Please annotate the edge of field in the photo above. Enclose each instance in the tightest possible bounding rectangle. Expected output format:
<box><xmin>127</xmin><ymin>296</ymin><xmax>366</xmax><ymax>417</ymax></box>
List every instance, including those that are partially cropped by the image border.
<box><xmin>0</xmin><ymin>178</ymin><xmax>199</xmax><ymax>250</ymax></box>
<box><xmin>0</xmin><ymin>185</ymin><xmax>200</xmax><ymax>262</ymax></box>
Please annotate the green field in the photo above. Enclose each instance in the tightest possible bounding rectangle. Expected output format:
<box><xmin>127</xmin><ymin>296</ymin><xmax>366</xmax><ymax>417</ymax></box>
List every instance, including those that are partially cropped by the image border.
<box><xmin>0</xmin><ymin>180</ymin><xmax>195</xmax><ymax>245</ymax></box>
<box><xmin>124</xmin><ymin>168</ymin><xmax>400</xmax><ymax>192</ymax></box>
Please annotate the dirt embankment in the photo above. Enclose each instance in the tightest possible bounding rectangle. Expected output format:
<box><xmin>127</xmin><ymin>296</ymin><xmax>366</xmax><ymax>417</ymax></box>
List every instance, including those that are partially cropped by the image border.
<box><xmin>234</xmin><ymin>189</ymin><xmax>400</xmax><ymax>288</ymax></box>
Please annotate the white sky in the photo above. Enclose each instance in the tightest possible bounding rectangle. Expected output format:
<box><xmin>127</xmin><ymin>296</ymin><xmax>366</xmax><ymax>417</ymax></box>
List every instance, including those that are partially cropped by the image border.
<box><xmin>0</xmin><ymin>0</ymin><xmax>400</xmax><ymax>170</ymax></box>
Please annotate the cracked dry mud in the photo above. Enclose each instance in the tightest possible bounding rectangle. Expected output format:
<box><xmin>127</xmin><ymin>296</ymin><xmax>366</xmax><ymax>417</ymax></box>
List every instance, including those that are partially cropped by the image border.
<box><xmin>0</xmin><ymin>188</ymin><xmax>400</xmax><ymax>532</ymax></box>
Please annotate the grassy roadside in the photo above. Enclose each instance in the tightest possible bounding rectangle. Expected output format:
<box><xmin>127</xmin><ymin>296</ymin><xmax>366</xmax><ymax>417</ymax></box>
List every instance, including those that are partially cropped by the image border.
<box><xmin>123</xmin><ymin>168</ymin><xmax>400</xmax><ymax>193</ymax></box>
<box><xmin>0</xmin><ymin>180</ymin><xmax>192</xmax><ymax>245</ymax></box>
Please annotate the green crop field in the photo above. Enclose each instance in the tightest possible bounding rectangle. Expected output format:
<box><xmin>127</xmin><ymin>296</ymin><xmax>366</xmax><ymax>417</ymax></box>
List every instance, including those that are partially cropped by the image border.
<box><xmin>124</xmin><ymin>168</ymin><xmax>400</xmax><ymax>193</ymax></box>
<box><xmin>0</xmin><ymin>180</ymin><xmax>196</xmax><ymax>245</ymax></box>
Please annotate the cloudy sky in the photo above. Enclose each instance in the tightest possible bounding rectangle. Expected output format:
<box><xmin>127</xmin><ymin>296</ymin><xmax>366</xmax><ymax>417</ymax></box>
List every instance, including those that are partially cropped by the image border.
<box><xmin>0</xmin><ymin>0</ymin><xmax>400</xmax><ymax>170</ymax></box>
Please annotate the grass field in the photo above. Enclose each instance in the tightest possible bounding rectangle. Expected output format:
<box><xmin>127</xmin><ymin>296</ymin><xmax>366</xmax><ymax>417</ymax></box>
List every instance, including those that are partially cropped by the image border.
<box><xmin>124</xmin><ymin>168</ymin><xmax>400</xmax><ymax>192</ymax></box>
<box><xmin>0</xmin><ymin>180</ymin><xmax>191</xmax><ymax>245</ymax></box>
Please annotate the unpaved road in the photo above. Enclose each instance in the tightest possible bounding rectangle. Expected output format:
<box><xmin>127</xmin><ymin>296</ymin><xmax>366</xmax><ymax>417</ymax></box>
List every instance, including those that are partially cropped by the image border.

Aim: Return every line of the rows above that contains the word "green".

Written response:
Please annotate the green field in the photo above. Enclose each instance in the tightest possible bounding rectangle. Expected output format:
Please annotate the green crop field in the photo above. Enclose each instance in the tightest possible bounding rectangle. Expected output format:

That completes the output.